Given the skimpy costumes and suggestive movements of some cheerleaders and dance teams today, there is at least some connection in popular culture between sex and athletics. Though we rarely think of sports in relation to religion, there are also some similarities between gatherings of fans and of worshippers. Both congregate as a community to take on a collective identity that they show by what they say and do. Orthodox stand up, raise their voices, and make distinctive hand gestures (i.e., cross themselves) in a familiar pattern, as do fans of many sports. Where I live in West Texas, high school football fans drive long distances, sit or stand in blazing heat or bitter cold, and then arrive back home in the middle of the night. Truth be told, many sports fans make a much greater offering of time, energy, and effort for their teams than many Orthodox do for the worship of the Church. There is no question that more families and kids make participation in athletics a higher priority than participation in the worship of God. Some who cannot imagine making time for vespers or matins, for example, think nothing of enduring the hardships of sports practice for hours in very hot or cold temperatures.

◆ **Information provided**:
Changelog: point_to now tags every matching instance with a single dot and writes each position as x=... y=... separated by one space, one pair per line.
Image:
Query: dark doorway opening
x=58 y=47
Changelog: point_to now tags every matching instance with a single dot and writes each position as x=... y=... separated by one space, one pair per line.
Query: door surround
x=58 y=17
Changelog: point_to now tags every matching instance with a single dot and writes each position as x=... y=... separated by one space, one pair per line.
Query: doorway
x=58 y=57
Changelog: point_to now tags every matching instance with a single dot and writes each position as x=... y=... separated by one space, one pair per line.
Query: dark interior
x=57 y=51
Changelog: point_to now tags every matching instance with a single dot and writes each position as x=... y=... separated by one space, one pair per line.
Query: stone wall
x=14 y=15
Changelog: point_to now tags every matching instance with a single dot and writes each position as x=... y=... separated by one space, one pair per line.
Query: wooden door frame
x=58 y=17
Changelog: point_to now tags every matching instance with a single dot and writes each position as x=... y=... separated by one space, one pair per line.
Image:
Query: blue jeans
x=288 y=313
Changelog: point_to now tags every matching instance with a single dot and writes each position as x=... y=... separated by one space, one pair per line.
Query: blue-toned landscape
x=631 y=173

...

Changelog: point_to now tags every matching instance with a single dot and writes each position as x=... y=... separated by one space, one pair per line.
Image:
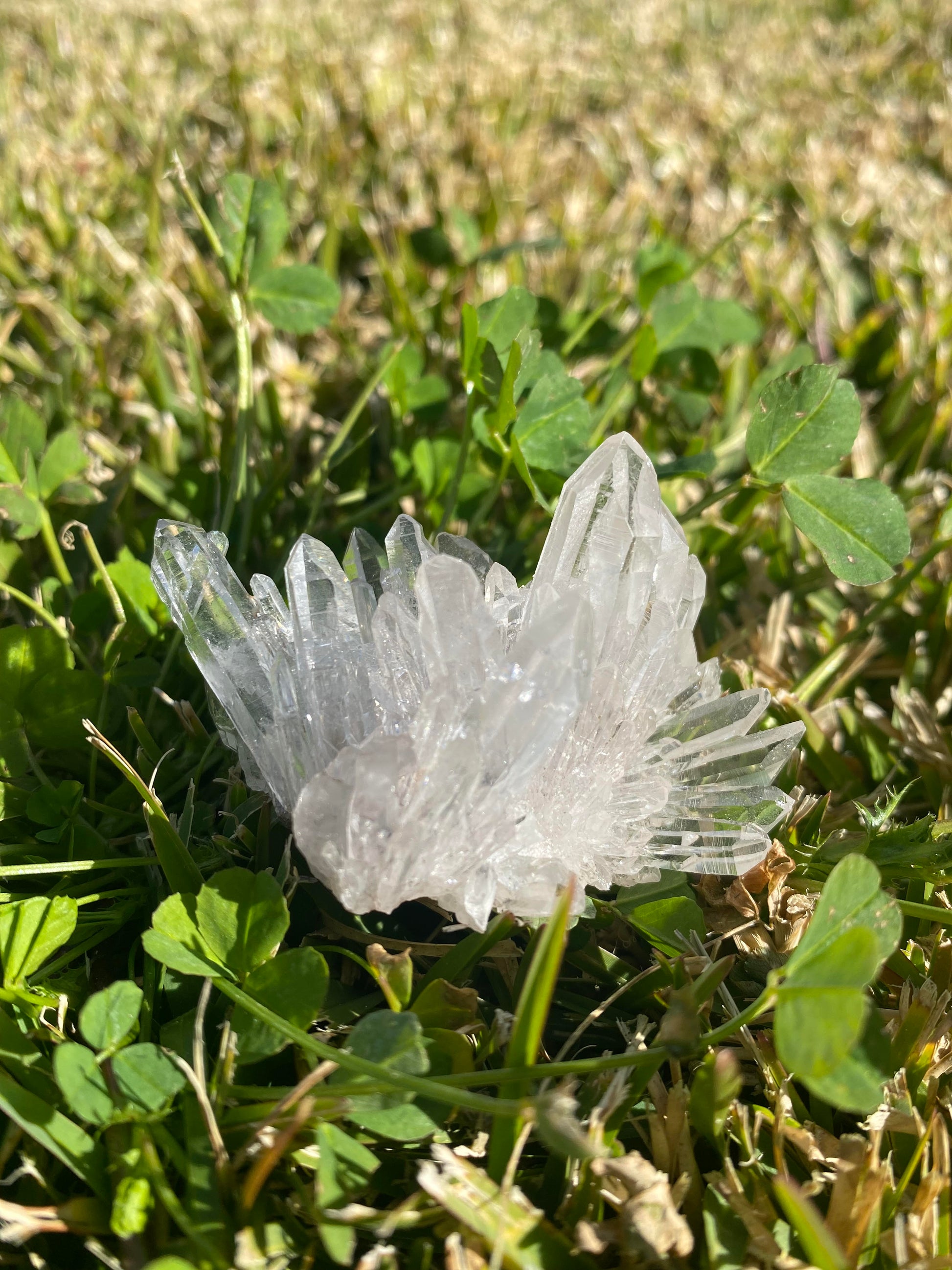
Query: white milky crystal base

...

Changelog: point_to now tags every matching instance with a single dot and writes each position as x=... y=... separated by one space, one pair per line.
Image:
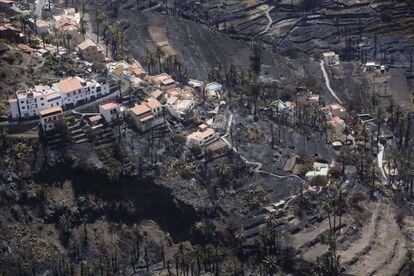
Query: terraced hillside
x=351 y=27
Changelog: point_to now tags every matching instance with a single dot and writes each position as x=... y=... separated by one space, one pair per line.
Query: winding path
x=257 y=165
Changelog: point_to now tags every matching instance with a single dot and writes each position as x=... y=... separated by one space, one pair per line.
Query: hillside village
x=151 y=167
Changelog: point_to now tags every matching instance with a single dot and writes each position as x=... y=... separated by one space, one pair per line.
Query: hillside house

◆ **Directions**: Resume the passage comparing sports fans with Orthodox worshippers, picking up after its final sentence.

◆ **Output below**:
It is all a matter of priorities, of course. Human beings are going to worship something, and in our culture athletics has become a god to many people. There is certainly nothing wrong with sports in and of itself, but the excessive focus that so many place on it should serve as a reminder that the true race is not for the perishable crown of the praise of others, but for the imperishable crown that God gives to His true and faithful servants. Instead of judging anyone, we should be reminded by the dedication of sports enthusiasts that it is human nature to sacrifice for what we love and to take joy even in daunting tasks that require discipline and steadfast commitment. If athletes and fans devote so much for what amounts to healthful entertainment, how much more should Orthodox Christians devote themselves to fighting their passions, serving Christ in their neighbors, and participating in the collective worship of the Church as a foretaste of the Heavenly Banquet?
Let’s be clear: To worship the stomachs, sexual desires, and athletic abilities of human beings is simply to commit idolatry and degrade ourselves. In contrast, to offer them and every other dimension of our life and world to God is to embrace the calling to grow in the divine likeness. That’s not an escape from reality; instead, it is our pathway to real life in a universe created, redeemed, and sustained by God. All creation finds its proper place and fulfillment in Him, including you and me.